Stated goal A:
In the FTTX text, what are the usual speeds of Active Ethernet connections?

Passage shown:
=-=-=-=-=

FTTX
FTTX
High speed Internet access and the desire to present a “one stop” shop for voice, video and data is pushing bandwidth demands throughout the telecommunications industry. Increased bandwidth demand in turn creates interest in deploying more fiber to the home (FTTX) equipment. FTTX offers much greater bandwidth than other broadband technologies such as DSL, VDSL and Cable Modems. Using Passive Optical Network (PON) architecture in FTTX deployments also offers lower operating costs by reducing the number of active components throughout the network. With PON architecture, all active components are placed at the ends of the fiber and passive optical splitters are placed in the field. PON technology also employs bi-directional communications over a single fiber strand. Fiber to the x (FTTX) is a generic term for any network architecture that uses optical fiber to replace all or part of the usual copper local loop used for telecommunications
There are two broad categories of FTTX Architectures - Active Ethernet and PON. In an Active Ethernet architecture, switches are arranged in a star configuration. In PON architecture, the services are delivered through a tree and branch configuration. Active Ethernet star configurations provide dedicated fibers between the end points and the Ethernet switch point of presence. These connections are usually 100 Mb/s or 1000 Mb/s. PON configurations use passive optical splitters to distribute the optical signal to each customer using splitting ratios up to 1:32.

=-=-=-=-=

Data supplied:
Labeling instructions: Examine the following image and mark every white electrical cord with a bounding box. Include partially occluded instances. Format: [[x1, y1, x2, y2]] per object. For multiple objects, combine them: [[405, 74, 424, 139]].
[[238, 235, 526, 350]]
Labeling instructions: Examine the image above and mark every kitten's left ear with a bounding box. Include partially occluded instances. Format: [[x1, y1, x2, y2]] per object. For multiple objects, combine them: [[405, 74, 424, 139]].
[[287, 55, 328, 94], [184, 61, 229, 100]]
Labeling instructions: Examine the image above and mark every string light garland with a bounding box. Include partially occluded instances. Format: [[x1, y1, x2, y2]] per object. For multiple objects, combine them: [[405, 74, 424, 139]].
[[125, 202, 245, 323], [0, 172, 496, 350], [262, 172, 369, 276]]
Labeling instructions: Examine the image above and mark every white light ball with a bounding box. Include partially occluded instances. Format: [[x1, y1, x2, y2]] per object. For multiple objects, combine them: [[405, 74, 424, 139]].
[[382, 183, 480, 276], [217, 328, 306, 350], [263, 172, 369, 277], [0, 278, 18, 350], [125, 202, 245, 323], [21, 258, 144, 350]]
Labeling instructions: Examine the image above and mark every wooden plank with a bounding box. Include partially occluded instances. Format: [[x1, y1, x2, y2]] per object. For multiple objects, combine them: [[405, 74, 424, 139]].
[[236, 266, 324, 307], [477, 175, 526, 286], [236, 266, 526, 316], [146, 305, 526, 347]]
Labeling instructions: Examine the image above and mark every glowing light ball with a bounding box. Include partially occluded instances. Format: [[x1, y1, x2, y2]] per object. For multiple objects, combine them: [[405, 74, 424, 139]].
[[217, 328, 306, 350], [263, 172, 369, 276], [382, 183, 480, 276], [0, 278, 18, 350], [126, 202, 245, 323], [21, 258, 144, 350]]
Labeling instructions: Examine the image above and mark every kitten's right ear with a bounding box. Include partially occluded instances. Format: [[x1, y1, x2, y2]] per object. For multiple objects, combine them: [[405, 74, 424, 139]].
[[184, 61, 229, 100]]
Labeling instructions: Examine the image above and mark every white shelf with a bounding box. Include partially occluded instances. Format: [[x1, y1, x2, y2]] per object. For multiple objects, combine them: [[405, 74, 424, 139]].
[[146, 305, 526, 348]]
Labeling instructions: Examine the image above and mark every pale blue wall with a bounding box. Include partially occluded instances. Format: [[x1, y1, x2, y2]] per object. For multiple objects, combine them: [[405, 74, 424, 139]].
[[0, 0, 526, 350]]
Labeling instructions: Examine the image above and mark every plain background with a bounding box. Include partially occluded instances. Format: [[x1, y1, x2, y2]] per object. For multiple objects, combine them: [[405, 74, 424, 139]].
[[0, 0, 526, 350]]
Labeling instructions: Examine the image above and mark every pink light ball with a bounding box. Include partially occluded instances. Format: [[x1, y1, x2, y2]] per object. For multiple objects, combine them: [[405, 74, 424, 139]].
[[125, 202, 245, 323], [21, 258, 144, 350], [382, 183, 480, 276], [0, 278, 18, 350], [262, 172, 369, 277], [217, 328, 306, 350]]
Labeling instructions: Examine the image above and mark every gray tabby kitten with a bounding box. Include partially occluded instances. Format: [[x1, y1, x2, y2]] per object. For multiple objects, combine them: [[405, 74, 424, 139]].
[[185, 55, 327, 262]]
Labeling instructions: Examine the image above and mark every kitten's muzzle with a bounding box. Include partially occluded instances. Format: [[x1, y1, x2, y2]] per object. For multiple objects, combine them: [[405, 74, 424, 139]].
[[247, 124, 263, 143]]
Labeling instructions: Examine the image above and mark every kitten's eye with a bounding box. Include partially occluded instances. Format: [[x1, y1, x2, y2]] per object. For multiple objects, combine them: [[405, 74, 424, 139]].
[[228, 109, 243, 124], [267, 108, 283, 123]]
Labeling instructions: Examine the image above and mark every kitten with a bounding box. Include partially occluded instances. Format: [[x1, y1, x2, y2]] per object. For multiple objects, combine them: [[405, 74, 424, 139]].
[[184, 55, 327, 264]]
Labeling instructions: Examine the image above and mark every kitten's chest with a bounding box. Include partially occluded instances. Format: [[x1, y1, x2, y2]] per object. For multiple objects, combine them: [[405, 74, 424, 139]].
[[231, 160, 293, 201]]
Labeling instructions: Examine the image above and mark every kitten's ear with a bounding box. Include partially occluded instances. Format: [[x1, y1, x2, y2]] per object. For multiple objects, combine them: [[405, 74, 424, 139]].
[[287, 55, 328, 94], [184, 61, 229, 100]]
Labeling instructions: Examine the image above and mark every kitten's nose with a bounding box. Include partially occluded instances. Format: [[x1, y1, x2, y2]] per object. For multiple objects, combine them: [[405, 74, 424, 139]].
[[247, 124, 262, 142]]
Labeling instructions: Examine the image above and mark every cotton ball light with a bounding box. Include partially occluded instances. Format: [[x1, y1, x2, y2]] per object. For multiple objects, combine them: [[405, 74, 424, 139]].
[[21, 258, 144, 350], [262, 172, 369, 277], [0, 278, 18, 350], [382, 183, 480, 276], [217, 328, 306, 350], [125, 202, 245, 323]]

=-=-=-=-=

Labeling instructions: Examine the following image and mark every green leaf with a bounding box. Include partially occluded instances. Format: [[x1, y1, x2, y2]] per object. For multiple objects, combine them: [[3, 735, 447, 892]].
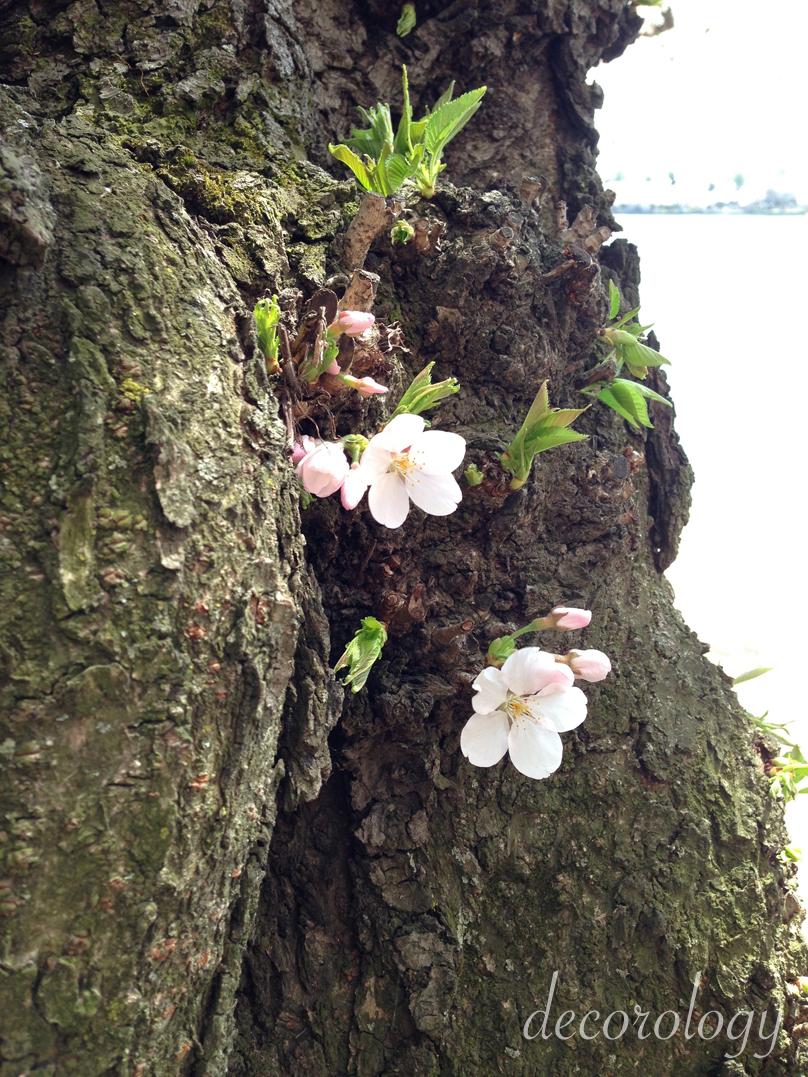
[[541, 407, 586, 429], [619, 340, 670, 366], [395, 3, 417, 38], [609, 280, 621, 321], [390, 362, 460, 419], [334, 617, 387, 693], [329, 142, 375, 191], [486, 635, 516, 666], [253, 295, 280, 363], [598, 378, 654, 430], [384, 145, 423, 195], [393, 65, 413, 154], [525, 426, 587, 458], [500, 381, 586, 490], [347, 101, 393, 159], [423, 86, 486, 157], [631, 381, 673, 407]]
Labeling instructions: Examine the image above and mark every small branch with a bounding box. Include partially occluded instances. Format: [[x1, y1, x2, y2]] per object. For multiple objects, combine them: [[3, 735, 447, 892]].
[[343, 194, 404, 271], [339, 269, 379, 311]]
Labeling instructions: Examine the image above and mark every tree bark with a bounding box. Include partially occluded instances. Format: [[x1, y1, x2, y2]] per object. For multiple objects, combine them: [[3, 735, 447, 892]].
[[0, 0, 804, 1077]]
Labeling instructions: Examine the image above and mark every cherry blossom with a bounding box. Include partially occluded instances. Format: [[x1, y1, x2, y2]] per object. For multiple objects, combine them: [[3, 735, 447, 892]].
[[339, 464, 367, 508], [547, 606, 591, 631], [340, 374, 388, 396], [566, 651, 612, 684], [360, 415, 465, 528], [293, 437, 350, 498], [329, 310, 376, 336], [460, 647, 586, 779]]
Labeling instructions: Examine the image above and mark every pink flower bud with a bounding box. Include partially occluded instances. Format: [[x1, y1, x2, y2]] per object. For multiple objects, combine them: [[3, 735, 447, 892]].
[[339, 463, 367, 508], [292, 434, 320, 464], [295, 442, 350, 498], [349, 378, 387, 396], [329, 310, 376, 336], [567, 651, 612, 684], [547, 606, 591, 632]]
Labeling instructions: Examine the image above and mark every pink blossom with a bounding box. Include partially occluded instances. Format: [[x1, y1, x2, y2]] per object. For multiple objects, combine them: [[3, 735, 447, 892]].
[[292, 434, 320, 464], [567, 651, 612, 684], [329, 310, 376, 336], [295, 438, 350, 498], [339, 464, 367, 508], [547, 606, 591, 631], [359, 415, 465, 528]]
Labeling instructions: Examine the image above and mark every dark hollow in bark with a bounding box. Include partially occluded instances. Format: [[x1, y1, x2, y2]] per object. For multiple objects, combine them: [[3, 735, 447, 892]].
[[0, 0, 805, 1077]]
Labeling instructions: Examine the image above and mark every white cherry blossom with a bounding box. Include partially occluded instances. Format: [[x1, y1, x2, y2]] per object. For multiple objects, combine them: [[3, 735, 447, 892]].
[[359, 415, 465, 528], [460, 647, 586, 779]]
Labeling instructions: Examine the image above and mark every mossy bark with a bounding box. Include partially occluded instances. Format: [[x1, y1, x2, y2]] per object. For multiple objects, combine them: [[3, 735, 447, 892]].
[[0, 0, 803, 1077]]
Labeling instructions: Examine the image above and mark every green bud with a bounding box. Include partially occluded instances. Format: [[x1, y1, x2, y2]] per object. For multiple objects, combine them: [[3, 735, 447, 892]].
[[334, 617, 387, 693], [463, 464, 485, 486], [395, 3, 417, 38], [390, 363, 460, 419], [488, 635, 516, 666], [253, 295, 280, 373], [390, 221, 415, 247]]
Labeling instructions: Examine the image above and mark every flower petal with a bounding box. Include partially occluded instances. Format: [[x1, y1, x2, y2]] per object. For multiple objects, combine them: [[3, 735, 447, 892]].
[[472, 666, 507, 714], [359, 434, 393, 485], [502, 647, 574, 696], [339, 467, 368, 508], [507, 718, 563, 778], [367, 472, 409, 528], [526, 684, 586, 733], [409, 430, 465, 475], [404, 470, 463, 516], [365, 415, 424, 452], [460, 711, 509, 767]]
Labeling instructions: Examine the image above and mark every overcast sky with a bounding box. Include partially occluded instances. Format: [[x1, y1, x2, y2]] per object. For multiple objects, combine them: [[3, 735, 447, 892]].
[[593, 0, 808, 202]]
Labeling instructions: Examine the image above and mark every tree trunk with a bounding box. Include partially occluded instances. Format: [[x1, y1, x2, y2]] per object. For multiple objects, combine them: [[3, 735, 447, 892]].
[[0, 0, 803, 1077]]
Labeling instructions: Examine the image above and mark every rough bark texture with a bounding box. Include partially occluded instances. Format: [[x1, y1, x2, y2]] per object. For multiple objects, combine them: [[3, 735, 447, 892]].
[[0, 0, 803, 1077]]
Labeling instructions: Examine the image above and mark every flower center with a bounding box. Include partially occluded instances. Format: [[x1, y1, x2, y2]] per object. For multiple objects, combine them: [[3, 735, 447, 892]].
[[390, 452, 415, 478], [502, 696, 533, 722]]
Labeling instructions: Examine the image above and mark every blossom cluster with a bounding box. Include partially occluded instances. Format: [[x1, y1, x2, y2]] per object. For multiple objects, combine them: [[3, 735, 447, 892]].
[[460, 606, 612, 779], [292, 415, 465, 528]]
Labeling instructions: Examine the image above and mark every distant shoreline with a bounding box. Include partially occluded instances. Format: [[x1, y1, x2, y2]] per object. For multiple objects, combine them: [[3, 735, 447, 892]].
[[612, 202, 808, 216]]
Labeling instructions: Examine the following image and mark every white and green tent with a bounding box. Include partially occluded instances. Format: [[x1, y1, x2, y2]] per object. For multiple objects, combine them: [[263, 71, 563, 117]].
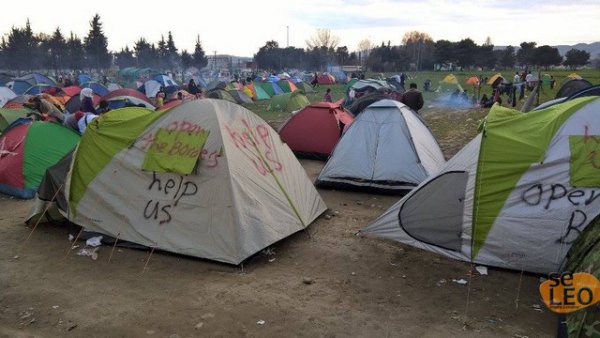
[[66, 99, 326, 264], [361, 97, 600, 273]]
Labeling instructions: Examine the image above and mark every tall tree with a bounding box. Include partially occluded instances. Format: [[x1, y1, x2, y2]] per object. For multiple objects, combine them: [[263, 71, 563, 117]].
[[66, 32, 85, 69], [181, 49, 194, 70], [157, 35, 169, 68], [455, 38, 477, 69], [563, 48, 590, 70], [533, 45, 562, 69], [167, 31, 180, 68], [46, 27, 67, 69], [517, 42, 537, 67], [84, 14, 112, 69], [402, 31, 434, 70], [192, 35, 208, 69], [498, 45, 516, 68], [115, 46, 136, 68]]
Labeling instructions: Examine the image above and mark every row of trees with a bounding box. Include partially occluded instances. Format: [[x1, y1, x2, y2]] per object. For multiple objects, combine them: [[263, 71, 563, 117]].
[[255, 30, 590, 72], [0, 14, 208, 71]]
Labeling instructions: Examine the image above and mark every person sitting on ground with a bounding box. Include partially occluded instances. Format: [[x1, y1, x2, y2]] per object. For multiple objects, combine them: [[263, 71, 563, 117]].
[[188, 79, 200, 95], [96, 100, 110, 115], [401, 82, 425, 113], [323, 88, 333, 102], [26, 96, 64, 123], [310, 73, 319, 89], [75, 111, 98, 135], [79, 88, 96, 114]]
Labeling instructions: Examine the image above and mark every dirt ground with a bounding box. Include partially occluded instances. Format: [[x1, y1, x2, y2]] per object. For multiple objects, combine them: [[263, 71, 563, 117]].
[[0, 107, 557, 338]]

=-=-=-=-=

Stated goal B:
Update the records that begin at the line containing "mark every rough" and end with the line containing "[[255, 30, 590, 72], [0, 14, 208, 71]]" by replacing "partially occluded" with "partly hidden" and leaving everything else unchanged. Give only those records, and leave the pictures out.

Written answer A:
They are usually 100 Mb/s or 1000 Mb/s.

Written answer B:
Labeling instructions: Examine the image above and mark every rough bark texture with a bounding box. Include partly hidden instances. Format: [[x1, y1, x2, y2]] per object. For multiple objects, combine them: [[3, 735, 447, 892]].
[[0, 0, 803, 1077]]
Labeling instructions: Examine the image above and mark every flower center with a bounding box. Include partly hidden instances. Format: [[x1, y1, x2, y2]] per object. For multiple objects, combine them: [[3, 735, 447, 892]].
[[390, 452, 415, 478], [502, 696, 533, 722]]
Labeling instructions: Examine the image above and mark every blossom cluster with a bounding box. Include partly hidden instances. Format: [[x1, y1, x2, y2]] per object. For multiple objects, combine them: [[3, 735, 447, 892]].
[[460, 606, 612, 779], [292, 415, 465, 528]]
Labeling instructions: Examine the image above and mark every distant shoreline with a bounding box. Include partly hidden instances. Format: [[x1, y1, x2, y2]] per object. For multiple objects, combine them: [[3, 735, 447, 892]].
[[612, 202, 808, 216]]
Labeling instructions: Examine the following image and mark every white and green tent with a bounding box. Include partly hidden instances. Format: [[x1, y1, x2, y2]] per object. For multiple objects, combine them: [[263, 71, 563, 117]].
[[66, 99, 326, 264], [361, 97, 600, 273]]
Labeling instructions: Examine the image above and mark every tall tree with a bounding box. Include partly hidden instances. Format: [[x1, y1, x2, y2]] per object. For multiple objects, combine them: [[263, 71, 563, 117]].
[[66, 32, 85, 69], [181, 49, 194, 70], [157, 35, 169, 68], [455, 38, 477, 69], [563, 48, 590, 70], [533, 45, 562, 69], [167, 31, 180, 68], [46, 27, 67, 69], [517, 42, 537, 67], [84, 14, 112, 69], [402, 31, 434, 70], [192, 35, 208, 69], [498, 45, 516, 68], [115, 46, 136, 68]]
Labeling instructions: Examine the image above and mark every row of trees with a bounding box. Include partly hidden instances. Format: [[x1, y1, x2, y2]] per object. For multiple objects, combine them: [[263, 71, 563, 117]].
[[255, 30, 590, 72], [0, 14, 208, 71]]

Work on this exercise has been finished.